▶ **Your task**:
The entries below should be output exactly as written.
--- BEGIN Exercise inputs ---
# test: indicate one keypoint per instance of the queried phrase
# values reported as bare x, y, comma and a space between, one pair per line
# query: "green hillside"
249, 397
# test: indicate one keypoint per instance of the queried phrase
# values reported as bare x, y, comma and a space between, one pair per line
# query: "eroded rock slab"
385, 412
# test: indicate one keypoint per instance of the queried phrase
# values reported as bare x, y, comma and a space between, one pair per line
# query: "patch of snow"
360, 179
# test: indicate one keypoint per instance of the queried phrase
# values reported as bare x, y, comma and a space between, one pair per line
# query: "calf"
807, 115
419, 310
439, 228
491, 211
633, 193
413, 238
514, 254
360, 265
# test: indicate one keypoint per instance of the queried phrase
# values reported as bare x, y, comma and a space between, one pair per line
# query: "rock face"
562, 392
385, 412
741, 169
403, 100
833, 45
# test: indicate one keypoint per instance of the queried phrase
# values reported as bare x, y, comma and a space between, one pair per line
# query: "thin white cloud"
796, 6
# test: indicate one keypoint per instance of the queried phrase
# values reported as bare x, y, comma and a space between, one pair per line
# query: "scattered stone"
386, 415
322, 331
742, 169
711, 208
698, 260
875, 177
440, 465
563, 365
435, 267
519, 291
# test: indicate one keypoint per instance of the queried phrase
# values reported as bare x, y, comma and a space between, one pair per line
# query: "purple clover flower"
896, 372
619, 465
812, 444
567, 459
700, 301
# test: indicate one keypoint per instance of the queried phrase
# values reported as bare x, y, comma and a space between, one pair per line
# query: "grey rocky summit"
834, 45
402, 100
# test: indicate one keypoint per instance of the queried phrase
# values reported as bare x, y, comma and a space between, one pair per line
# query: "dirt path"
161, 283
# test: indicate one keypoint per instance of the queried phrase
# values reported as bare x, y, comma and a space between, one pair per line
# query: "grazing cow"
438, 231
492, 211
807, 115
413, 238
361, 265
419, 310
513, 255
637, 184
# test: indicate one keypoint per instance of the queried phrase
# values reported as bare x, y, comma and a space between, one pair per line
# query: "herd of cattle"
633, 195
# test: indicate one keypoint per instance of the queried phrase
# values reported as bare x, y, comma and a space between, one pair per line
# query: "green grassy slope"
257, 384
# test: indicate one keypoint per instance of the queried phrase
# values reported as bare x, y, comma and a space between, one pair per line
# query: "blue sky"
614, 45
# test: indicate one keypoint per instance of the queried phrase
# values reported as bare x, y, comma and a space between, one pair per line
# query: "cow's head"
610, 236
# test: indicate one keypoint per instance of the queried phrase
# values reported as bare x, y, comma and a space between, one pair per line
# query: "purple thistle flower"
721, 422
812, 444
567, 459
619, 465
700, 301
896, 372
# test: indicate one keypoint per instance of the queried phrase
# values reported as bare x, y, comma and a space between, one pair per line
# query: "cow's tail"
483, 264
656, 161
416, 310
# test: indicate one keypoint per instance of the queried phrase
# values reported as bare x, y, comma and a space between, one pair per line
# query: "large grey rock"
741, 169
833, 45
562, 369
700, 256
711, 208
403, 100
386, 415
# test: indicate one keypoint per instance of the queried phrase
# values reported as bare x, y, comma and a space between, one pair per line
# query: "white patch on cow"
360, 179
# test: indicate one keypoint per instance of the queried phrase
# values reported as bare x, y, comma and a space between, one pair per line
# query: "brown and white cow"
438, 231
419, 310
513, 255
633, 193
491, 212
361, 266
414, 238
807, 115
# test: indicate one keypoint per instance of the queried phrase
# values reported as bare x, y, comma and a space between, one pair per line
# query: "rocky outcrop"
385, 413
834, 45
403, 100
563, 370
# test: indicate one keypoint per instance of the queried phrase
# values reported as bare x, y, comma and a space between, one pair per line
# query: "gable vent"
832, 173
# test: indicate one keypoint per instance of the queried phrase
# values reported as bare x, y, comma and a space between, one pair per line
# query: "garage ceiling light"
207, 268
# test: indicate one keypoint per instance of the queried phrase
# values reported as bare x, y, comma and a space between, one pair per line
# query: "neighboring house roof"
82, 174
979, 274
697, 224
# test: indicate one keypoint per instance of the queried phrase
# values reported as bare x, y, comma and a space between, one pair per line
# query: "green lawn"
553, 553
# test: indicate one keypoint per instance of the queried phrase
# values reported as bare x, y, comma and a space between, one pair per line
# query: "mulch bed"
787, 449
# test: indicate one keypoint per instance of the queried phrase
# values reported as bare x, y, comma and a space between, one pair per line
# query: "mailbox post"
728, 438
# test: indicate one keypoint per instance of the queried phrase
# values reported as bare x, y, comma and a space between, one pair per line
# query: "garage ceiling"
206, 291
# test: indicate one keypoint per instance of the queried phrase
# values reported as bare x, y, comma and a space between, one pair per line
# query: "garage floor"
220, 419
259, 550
--- END Exercise inputs ---
▶ **Result of the exercise**:
# test: indicate one keypoint per instance of the queried phrase
# values reported as bare x, y, comma and a space between, one pair per line
# query: "green hillside"
249, 397
# test: indicate one keypoint per instance of the queried phrase
# values reported as bare x, y, comma and a space between, one pair per line
# query: "eroded rock slab"
385, 412
# test: indicate one keypoint per instance of the queried phrase
# values reported as bare x, y, comma and a space between, one pair per line
# query: "patch of snow"
360, 179
# test: indicate one keypoint per instance of the queried phrase
# values reported as bare x, y, comma and a space between, one pair per line
# query: "calf"
807, 115
419, 310
439, 228
491, 211
633, 193
413, 238
514, 254
360, 265
# test: indicate one keypoint per instance of the queried phrase
# values reported as bare x, y, comma and a space between, one pair per line
# query: "rock face"
562, 392
385, 412
741, 169
403, 100
833, 45
# test: indicate one keypoint per instance of the queried phrase
# values reported as bare x, y, comma and a space between, one pair per line
# query: "thin white cloud"
796, 6
# test: indicate one keypoint per instance of the queried phrase
# values reported as bare x, y, comma and a space between, one pair per line
# query: "scattered stone"
386, 415
322, 331
742, 169
711, 208
698, 260
875, 177
440, 465
563, 365
435, 267
519, 291
# test: indicate one keypoint per instance of the queried phrase
# values reported as bare x, y, comma and a space between, one pair per line
# query: "purple clover flower"
896, 372
619, 465
812, 444
567, 459
700, 301
# test: indicate one keypoint per instance of the queried phrase
# values reported as bare x, y, comma and a space between, one pair per line
# query: "grey rocky summit"
834, 45
402, 100
# test: indicate one keypoint per instance of the queried phrase
# values reported as bare x, y, comma and a space between, one pair per line
# query: "dirt path"
161, 283
# test: indicate one keypoint per instance of the queried phrase
# values reported as bare x, y, comma and a space between, one pair per line
# query: "grazing cow"
438, 231
492, 211
807, 115
413, 238
361, 265
419, 310
513, 255
637, 184
# test: indicate one keypoint per instance of the queried phrase
# values reported as bare x, y, comma and a space between, one pair per line
# query: "herd of cattle"
633, 195
# test: indicate one keypoint per instance of the queried phrase
# values reported as bare x, y, comma and a space between, one pair per line
# query: "green grassy slope"
257, 384
# test: indicate one keypoint per instance of the queried phrase
# values reported as bare x, y, comma and a space between, one pair per line
# query: "blue sky"
614, 45
# test: indicate one keypoint per instance of the queried phrase
# values reported as bare x, y, comma and a space between, one pair per line
# query: "cow's head"
610, 236
# test: indicate one keypoint per instance of the queried phrase
# values reported as bare x, y, comma and a space between, one pair per line
# query: "purple thistle flower"
721, 422
812, 444
567, 459
619, 465
700, 301
896, 372
# test: indicate one keypoint per instance of the queried phrase
# values reported as bare x, y, comma and a space between, one pair per line
# query: "cow's tail"
483, 264
656, 161
416, 310
# test: indicate one keypoint per instance of the queried phrase
# values reported as bare x, y, comma and a space between, one pair per line
# query: "large grey rock"
741, 169
833, 45
562, 369
700, 256
711, 208
403, 100
386, 415
# test: indicate one keypoint per instance of the queried phrase
# values reported as bare x, y, comma and a space between, one pair per line
# query: "white patch on cow"
360, 179
# test: indicate one keypoint per instance of the queried phrase
# values reported as bare x, y, comma and a space between, one pair per line
# query: "brown and white cow"
438, 231
419, 310
513, 255
633, 193
491, 212
361, 266
414, 238
807, 115
# test: indicate one keypoint per instance of the queried phrase
# values reported as bare x, y, comma and a space between, one pair per line
# query: "rocky outcrop"
385, 413
834, 45
403, 100
563, 370
# test: indicate one keypoint per instance of the queried phrase
# values reported as bare x, y, comma and a space between, one pair per line
# query: "gable vent"
832, 173
# test: indicate one keypoint per instance of the queried phrase
# values reported as bare x, y, comma and a space between, one pair per line
# query: "garage ceiling light"
207, 268
# test: indicate one keypoint per instance of the queried phrase
# values reported as bare x, y, comma and a space between, one pair per line
# query: "neighboring house roof"
82, 174
979, 274
697, 224
# test: indicate one keypoint per instance of the queried phrase
# values reported as bare x, y, comma and a space between, one pair per line
# query: "green lawn"
553, 553
# test: indicate one keypoint per instance of the queried phrase
# values reported as bare x, y, comma and a space between, one pair per line
# query: "mulch bed"
787, 449
# test: indicate one keypoint per instance of the queried phrase
# values reported as bare x, y, comma and a space between, one pair per line
# query: "mailbox post"
728, 438
# test: indicate one keypoint per instance of the queried phrase
# values reported as bare x, y, comma and a space between, one pair per line
# query: "garage ceiling"
206, 291
# test: indicate one keypoint per instance of the queried phrase
# values reported as bare x, y, comma and a space between, one pair per line
# query: "garage floor"
220, 419
259, 550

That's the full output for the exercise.